▼
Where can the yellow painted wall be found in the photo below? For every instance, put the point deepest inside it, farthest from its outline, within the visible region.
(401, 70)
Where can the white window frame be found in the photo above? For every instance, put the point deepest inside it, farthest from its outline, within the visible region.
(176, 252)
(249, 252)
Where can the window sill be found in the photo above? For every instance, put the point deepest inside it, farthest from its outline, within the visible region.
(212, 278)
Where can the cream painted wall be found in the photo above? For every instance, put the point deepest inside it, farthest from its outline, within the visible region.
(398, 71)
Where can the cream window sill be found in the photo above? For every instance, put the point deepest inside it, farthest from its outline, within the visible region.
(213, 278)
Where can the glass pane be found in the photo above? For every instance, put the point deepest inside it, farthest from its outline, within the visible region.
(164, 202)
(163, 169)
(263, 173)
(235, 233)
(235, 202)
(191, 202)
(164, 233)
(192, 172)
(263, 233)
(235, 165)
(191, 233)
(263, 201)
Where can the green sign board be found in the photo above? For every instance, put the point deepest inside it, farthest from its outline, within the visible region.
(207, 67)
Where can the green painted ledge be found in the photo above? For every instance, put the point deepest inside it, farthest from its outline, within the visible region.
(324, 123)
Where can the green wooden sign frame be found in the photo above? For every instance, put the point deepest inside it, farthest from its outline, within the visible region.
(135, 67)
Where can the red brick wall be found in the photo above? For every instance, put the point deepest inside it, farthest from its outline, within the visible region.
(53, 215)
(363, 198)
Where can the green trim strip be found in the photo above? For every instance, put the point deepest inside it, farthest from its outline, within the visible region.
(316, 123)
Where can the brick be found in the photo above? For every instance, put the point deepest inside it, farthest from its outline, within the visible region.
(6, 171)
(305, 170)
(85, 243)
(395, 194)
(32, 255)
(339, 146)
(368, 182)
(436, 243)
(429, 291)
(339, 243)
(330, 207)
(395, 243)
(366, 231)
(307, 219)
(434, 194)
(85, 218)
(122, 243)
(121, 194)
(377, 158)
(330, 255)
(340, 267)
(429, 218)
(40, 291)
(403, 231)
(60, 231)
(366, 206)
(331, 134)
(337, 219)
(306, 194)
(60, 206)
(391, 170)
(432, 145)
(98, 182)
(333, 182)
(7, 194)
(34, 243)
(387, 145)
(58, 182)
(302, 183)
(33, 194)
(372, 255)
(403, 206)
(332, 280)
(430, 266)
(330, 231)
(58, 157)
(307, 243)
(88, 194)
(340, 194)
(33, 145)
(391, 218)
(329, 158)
▲
--- To be done ---
Reproduce the lines from the one containing "Where can the green sign" through the end of the lines, both ends included, swapping every "deepest" for "innermost" and leaving everything else untouched.

--- Exercise response ---
Where can the green sign board be found in the photo above? For every instance, put the point innermost inside it, farthest from its outline, within the visible region.
(207, 67)
Where can the green painted ledge be found in the photo above? For every instance, put the point innermost inside it, farthest from its outline, within the visible region.
(324, 123)
Where can the green wooden sign frame be found in the photo above? For every instance, put the point innermost inside it, farthest from its outline, within the visible region.
(135, 67)
Where can the red brick wall be found in the photo above? For every instance, put the point innermost inside it, farthest from its outline, within the visible region.
(53, 215)
(363, 198)
Where can the green trim strip be found in the photo above? For every instance, put the point innermost inside it, farthest from its outline, within the visible region.
(316, 123)
Where can the brick be found in the photo above? For every instance, put the point innermost inside it, farthest from its outline, within the visible region.
(6, 171)
(305, 170)
(85, 243)
(395, 194)
(32, 255)
(339, 146)
(368, 182)
(436, 243)
(429, 291)
(339, 243)
(330, 207)
(395, 243)
(366, 231)
(307, 219)
(434, 194)
(85, 218)
(122, 243)
(121, 194)
(377, 158)
(330, 255)
(340, 267)
(429, 218)
(40, 291)
(403, 231)
(60, 231)
(366, 206)
(331, 134)
(337, 219)
(306, 194)
(60, 206)
(391, 170)
(432, 145)
(98, 182)
(333, 182)
(7, 194)
(34, 243)
(387, 145)
(58, 182)
(302, 183)
(33, 194)
(372, 255)
(403, 206)
(332, 280)
(430, 266)
(330, 231)
(58, 157)
(307, 243)
(88, 194)
(340, 194)
(33, 145)
(391, 218)
(329, 158)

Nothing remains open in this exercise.